> Records provided

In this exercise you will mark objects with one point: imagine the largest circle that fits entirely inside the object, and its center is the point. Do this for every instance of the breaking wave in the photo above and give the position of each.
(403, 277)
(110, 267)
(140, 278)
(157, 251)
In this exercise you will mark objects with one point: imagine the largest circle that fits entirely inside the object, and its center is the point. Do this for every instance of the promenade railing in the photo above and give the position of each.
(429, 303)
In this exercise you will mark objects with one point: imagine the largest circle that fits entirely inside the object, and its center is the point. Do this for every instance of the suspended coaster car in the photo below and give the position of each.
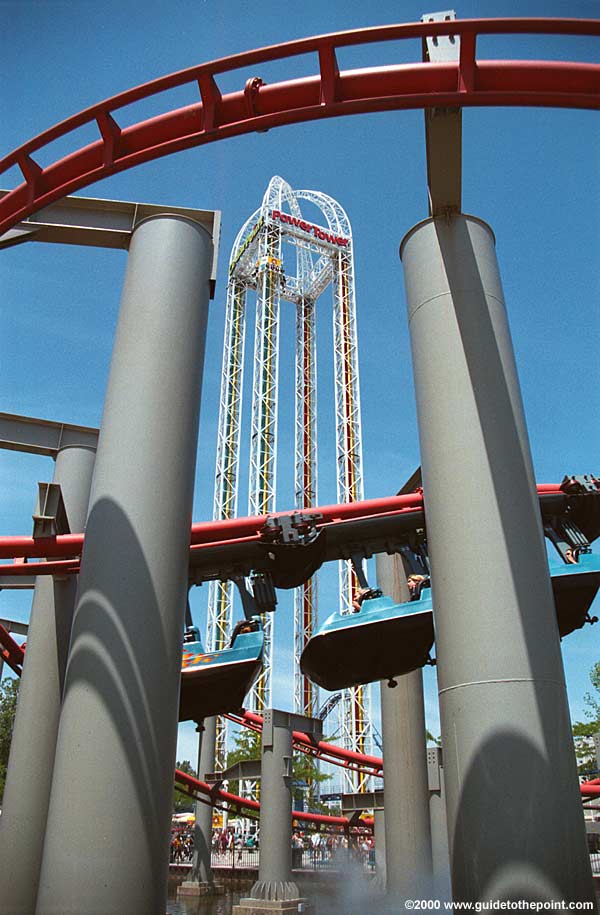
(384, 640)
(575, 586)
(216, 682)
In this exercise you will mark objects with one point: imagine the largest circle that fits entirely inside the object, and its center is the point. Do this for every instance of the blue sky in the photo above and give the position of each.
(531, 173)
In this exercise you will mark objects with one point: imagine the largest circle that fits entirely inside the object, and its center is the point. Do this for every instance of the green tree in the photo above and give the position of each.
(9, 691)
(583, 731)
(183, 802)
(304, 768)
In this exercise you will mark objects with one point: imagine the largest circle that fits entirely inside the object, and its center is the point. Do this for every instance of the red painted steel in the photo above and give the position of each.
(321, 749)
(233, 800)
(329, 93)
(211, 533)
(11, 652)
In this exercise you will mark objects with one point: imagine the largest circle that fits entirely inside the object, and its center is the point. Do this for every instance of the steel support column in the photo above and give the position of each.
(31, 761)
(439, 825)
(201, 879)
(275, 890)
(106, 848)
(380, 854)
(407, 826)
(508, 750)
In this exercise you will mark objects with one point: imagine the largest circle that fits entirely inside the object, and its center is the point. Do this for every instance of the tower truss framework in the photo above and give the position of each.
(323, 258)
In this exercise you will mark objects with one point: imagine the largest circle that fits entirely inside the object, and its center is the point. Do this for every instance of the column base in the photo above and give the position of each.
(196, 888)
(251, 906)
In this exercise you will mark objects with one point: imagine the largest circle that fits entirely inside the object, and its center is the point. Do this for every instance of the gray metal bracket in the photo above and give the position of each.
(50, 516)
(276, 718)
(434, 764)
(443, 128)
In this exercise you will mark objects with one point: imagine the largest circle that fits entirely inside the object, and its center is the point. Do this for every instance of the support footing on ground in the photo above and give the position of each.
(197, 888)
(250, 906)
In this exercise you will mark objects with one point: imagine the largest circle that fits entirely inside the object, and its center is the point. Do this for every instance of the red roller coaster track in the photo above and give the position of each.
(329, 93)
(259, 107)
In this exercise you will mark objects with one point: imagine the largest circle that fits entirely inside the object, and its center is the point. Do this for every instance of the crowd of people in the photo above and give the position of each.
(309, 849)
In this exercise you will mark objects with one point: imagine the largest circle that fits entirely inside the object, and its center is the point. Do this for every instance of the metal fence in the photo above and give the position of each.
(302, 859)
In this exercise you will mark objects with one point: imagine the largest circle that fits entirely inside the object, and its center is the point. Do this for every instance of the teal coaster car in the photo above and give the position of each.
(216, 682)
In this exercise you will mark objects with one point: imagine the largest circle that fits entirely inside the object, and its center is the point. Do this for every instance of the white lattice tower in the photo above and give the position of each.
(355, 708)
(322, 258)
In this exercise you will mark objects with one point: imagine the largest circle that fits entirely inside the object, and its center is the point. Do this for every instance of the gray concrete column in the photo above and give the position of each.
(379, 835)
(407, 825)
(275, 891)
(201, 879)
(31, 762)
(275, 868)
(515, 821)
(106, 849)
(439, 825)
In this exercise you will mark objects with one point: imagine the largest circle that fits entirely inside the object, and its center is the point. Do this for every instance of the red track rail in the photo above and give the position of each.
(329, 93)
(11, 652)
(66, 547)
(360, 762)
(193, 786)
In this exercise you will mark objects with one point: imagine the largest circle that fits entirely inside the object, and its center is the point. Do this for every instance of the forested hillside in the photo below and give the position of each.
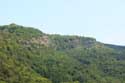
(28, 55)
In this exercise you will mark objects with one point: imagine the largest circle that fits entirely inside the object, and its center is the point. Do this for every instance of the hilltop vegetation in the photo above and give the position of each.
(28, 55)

==

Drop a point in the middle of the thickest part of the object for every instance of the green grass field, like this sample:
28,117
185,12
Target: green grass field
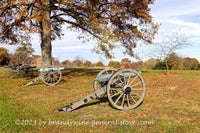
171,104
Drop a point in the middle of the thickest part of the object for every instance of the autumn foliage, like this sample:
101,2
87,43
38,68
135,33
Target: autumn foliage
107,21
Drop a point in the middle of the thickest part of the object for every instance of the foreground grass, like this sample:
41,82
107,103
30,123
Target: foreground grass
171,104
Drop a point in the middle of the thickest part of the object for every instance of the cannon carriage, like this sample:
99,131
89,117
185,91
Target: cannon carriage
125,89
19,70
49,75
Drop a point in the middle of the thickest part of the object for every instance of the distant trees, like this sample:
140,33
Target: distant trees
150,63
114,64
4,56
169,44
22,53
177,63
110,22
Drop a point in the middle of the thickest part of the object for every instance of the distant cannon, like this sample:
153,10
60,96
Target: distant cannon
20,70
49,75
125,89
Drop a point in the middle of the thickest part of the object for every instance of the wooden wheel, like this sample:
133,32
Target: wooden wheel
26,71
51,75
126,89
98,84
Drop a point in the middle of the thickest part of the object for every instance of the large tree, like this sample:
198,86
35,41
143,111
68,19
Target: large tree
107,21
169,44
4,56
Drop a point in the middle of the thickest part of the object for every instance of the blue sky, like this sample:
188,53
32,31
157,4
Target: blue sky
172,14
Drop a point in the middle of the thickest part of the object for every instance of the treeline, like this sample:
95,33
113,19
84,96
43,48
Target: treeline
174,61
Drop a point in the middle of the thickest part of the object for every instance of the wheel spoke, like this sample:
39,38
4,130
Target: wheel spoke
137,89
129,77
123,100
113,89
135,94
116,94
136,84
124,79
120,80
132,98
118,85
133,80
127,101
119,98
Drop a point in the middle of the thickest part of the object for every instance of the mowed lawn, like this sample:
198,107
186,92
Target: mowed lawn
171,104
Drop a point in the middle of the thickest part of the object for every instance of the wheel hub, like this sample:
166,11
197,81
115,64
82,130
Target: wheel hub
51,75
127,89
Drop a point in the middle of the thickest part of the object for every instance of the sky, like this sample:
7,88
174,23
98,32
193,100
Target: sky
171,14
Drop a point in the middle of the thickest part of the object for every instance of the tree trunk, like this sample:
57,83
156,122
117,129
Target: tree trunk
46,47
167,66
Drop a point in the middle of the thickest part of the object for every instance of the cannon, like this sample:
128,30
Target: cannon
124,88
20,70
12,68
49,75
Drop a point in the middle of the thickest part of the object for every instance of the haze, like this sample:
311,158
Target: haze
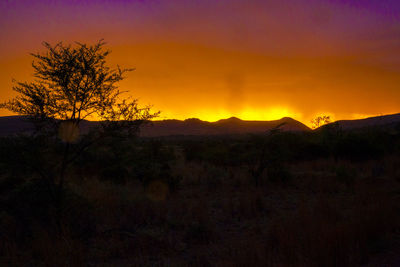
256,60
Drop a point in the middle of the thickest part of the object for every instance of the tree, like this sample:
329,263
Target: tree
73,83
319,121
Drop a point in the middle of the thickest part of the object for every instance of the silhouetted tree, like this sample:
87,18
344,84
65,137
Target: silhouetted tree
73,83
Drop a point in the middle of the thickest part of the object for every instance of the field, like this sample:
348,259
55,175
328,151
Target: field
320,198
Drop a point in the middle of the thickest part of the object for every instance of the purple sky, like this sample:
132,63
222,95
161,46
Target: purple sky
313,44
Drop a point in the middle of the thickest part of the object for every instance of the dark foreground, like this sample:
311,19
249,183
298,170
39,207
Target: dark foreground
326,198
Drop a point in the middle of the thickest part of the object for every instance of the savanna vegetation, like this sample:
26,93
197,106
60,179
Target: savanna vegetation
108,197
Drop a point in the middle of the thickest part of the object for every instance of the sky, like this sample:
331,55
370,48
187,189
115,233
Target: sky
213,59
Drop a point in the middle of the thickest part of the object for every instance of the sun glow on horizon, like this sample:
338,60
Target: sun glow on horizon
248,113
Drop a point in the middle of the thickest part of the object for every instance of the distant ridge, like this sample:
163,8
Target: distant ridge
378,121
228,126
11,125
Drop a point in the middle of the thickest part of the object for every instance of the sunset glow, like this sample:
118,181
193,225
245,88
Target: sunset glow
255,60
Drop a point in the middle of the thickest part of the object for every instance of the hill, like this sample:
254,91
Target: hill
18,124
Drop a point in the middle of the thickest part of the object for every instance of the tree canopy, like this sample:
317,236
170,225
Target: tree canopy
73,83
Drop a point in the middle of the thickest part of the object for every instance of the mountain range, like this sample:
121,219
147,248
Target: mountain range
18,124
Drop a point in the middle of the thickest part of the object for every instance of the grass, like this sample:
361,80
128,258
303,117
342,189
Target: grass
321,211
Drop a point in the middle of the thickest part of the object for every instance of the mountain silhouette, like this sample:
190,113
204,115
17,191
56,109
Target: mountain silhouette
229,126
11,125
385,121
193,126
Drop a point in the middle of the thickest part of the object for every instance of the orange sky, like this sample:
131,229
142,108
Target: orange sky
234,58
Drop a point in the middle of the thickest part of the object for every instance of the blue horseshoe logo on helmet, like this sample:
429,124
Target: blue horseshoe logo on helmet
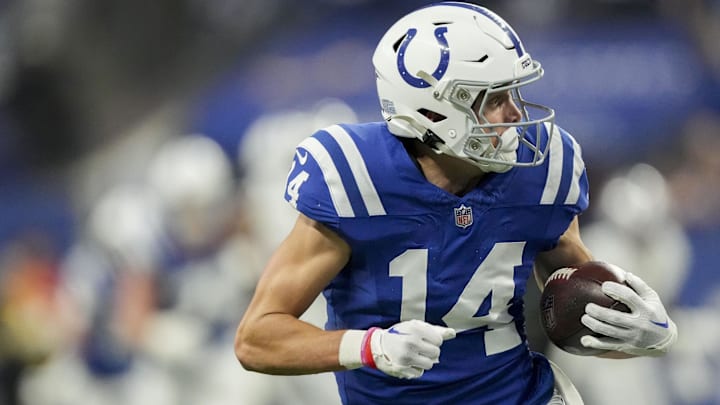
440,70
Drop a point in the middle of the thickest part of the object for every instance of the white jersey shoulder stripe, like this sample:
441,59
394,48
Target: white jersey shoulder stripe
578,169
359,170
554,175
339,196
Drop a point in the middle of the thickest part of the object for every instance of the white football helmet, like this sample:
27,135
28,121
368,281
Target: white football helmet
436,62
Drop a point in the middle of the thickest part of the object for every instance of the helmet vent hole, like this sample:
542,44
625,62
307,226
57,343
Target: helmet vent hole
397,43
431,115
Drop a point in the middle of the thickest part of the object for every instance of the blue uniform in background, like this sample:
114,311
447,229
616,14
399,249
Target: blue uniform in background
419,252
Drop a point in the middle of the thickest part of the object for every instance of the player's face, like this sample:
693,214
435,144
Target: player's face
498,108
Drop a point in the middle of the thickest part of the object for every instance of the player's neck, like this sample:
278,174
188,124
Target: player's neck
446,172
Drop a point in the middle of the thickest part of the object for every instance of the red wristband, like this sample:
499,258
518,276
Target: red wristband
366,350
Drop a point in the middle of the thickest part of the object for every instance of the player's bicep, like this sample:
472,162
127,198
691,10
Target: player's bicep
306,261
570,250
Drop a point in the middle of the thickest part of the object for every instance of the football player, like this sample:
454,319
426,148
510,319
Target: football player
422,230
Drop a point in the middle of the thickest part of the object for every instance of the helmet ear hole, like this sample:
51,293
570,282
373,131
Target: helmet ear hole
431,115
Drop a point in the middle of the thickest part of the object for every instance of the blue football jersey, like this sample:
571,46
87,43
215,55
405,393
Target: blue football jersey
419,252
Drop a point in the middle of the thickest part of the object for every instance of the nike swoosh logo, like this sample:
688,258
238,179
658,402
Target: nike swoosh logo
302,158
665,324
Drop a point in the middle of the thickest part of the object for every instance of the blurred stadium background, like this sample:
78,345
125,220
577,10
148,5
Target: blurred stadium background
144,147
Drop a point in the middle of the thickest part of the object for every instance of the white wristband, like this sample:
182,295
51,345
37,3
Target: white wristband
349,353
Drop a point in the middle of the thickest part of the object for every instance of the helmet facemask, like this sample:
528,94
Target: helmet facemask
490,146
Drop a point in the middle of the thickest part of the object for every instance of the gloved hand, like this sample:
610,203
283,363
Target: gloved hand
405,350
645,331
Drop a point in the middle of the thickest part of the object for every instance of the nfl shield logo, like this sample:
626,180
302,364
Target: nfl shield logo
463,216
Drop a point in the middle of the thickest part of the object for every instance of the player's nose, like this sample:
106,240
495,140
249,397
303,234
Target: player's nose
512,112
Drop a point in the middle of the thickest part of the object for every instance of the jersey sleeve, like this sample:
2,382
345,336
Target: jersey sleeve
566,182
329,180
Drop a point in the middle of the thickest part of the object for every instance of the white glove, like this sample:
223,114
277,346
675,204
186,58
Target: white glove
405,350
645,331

> Objective
Which lines of the items above contain the word "glow"? Gather every one of them and copy each line out in full.

> Output of the task
Drop a point in the middle of the thickest part of the object for every instance of the sun glow on horizon, like this sample:
Target: sun glow on horizon
Drop a point in the middle of the thickest part of the object for every instance of the sunset glow, like this sample:
Target: sunset glow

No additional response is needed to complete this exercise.